**Extract**
########
# Next big crash?



## mista200 (31 July 2005)

When do you guys think the next big crash will occur???


----------



## excalibur (1 August 2005)

mista200 said:
			
		

> When do you guys think the next big crash will occur???




As soon as everybody stops worrying about it!


----------



## resourceful_man (1 August 2005)

excalibur said:
			
		

> As soon as everybody stops worrying about it!




spot on !

I think most markets are at the top of the cycle now, but it will take about 2 years for the wealth to be squandered.
Sooner or later it all flows back into the pockets of the top 10%.


----------



## mit (1 August 2005)

I marked never. 

Not that I don't think a crash can't happen but I don't think the current market is near crashing on fundamentals yet. That's not to say that some major event could cause it to crash.

I think that if you have discipline and a reasonably good system you can survive the crashes with most of your money intact and in the last 30 years there always seems to be a way to make money in either the markets or property.

I only have XAO data back to the early 80s but what worries me is what I have heard about the seventies where the market barely moved and credit was extremly tight so making a return above inflation on any investment was very tough.

MIT


----------



## son of baglimit (1 August 2005)

it depends on what is defined as a 'crash'.
points record drops dont count, although the media love those big numbers, sending the lemmings off to dump their stock.
for my purposes, a crash consists of any one day move above 10% (currently +400 points) or 20% within 6 months (mid 02 to early 03).
the fun is pinpointing the low - it is fairly easy if you know what to look for.
for those interested, look into what happened the day the market hits bottom, especially intra day trading. there are tell tale signs.


----------



## It's Snake Pliskin (1 August 2005)

Crashes don't happen! It's all history.


----------



## bvbfan (1 August 2005)

I think 2007 will turn out to be a nasty year, just from things I've read over past few years.

I'm talking about the US, Australia will suffer but not as much I feel


----------



## resourceful_man (2 August 2005)

Investment is like an ocean tide, money flows in and money flows out.
We are some where near the top of the tide if you use history as a guide.
Sooner or later the demand for goods and services will start to shrink, the speed and nature of the retraction dictates the severity of the correction.

No one can say when this will happen or how severe it will be, the only thing you can say with certainty is it will happen.
Investment rules should help you ride the wave in, and be one of the first out when the tide turns.


----------



## Knobby22 (2 August 2005)

There is always a little crash, then perhaps 4 years later a big crash.
We had our last big crash not that long ago so I reckon we have a least 5 years.


----------



## salz (7 August 2005)

Look for the bubbles which will trigger the crashes...

1. High and ever rising property prices

2. High and rising Oil prices and resulting high commodities prices

3. Huge and bulging US deficit


----------



## DTM (7 August 2005)

salz said:
			
		

> Look for the bubbles which will trigger the crashes...
> 
> 1. High and ever rising property prices
> 
> ...
########
**Data excerpts**
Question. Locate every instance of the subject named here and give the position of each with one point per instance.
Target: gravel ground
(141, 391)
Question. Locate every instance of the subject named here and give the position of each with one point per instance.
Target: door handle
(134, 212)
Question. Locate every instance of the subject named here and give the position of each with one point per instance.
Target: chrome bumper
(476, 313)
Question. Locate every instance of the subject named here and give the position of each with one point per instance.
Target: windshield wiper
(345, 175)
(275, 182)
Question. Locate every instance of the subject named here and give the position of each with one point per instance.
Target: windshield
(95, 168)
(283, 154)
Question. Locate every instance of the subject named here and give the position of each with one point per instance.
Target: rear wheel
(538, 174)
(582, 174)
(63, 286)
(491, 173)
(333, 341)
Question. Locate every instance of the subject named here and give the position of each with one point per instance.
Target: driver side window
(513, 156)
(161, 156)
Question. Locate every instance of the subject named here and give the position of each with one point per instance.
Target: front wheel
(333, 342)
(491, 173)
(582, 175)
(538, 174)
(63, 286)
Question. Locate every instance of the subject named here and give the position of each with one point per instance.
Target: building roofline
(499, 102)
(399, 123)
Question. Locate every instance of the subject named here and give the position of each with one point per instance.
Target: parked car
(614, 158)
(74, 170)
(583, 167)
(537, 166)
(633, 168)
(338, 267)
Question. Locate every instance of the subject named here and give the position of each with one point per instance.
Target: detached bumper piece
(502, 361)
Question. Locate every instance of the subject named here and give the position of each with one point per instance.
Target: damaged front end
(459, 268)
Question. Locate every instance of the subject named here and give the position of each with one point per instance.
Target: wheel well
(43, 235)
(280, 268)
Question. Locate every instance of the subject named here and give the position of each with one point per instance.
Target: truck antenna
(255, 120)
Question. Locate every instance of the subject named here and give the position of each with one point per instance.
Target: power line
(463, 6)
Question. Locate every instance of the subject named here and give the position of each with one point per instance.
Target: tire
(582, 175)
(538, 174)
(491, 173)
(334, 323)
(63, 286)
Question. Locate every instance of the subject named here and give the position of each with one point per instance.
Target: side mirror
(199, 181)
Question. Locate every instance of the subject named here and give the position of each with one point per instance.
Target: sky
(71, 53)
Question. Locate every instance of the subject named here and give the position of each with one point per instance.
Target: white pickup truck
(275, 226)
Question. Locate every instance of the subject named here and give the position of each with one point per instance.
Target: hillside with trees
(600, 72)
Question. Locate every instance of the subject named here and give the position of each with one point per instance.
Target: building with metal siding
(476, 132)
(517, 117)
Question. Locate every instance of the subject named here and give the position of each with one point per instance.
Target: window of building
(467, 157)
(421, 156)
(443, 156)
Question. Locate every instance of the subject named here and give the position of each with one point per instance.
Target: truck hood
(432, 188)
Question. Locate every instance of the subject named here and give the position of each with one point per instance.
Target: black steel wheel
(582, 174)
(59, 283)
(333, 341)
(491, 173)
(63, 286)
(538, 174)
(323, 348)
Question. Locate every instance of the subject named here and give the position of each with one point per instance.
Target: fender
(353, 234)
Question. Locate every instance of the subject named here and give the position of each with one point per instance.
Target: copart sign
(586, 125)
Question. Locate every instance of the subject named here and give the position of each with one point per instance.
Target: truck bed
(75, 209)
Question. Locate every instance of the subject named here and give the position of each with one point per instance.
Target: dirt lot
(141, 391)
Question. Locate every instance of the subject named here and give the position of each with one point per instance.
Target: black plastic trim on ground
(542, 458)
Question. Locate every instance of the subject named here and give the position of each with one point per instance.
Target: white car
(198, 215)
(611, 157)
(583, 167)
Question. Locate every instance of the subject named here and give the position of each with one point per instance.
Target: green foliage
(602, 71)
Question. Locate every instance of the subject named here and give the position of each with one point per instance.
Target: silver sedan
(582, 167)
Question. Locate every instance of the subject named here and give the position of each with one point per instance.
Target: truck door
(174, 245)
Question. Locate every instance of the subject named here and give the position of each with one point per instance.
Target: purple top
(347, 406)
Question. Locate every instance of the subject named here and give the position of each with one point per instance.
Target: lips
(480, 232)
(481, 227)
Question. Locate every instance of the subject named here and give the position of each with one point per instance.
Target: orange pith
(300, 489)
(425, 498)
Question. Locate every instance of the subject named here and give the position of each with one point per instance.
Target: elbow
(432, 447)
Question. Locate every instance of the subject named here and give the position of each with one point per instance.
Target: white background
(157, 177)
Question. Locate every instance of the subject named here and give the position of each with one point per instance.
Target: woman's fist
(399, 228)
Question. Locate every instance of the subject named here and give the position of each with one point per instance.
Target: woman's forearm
########
**To do**
• 1. In the forum thread about the next big crash, how large a one-day move does son of baglimit count as a crash?
• 2. Continue the forum thread about the next big market crash from the point where it ends.

**Task-by-task results**
• 1. Any one-day move above 10%, which was then about 400 points.

• 2.
Add baby boomers retiring and needing access to their superfunds ie withdrawl of money from their investments in equities.


----------



## greggles (6 August 2018)

_Rich Dad Poor Dad_ author Robert Kiyosaki is predicting that we could be heading for the “biggest crash in world history”. His prediction came just in time for the Wealth Masters Tour in Sydney, Brisbane and Melbourne later this month that he is headlining. 

https://www.news.com.au/finance/eco...g/news-story/4672aa37ae875923f27a25adb9ce05fb


----------



## Darc Knight (6 August 2018)

greggles said:


> _Rich Dad Poor Dad_ author Robert Kiyosaki is predicting that we could be heading for the “biggest crash in world history”. His prediction came just in time for the Wealth Masters Tour in Sydney, Brisbane and Melbourne later this month that he is headlining.
> 
> https://www.news.com.au/finance/eco...g/news-story/4672aa37ae875923f27a25adb9ce05fb




Trying to promote his Seminars???


----------



## minwa (6 August 2018)

https://www.richdadworld.com/catalo...crisis_crash_ondemand.html?cart=&promo=BREXIT

He's been predicting a massive crash for years. Much easier to sell his courses that way as "massive crash" grabs more attention. Many years from now, after years and years of failed predictions, he will eventually get one right and in the future his biography/marketing will scream "the man who predicted the 20xx meltdown".


----------



## greggles (6 August 2018)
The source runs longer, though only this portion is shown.